#### [What this task involves]
From the data below, retype exactly the lines starting with the one that contains "Target: fire" and ending with the one that contains "[locate] treeline (give", both included.

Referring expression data
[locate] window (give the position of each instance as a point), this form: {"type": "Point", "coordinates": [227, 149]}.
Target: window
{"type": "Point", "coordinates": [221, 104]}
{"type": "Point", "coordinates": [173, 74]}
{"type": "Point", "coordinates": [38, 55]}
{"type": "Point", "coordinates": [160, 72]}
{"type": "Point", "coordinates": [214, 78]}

--

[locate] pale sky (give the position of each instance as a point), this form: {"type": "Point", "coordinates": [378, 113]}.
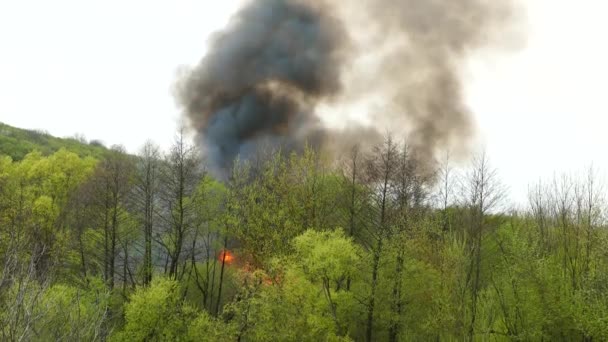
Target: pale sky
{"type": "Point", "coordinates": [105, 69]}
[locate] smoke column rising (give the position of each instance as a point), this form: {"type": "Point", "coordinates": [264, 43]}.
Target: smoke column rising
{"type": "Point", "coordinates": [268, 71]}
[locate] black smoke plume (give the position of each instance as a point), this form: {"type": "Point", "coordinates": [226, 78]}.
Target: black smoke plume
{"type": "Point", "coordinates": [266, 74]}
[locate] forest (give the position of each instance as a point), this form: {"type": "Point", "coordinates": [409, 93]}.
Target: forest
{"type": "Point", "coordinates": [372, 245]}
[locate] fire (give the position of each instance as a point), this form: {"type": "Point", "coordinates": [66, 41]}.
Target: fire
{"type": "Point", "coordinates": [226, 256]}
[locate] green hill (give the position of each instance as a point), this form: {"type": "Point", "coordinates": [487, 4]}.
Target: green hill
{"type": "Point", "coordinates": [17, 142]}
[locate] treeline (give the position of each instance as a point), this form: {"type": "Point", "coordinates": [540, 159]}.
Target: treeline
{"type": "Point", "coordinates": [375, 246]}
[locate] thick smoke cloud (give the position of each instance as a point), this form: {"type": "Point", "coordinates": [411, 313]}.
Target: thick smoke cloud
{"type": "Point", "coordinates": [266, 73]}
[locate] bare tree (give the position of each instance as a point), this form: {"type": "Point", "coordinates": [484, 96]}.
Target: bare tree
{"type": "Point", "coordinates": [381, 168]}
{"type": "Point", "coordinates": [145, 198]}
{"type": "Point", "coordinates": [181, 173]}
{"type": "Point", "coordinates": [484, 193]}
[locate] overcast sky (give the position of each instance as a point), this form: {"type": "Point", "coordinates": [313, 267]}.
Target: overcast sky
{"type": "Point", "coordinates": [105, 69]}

#### [The answer]
Target: fire
{"type": "Point", "coordinates": [226, 256]}
[locate] green hill (give the position of each instance as a point), this form: {"type": "Point", "coordinates": [487, 4]}.
Target: green hill
{"type": "Point", "coordinates": [17, 142]}
[locate] treeline (give the position of each instance as a point), this form: {"type": "Point", "coordinates": [540, 159]}.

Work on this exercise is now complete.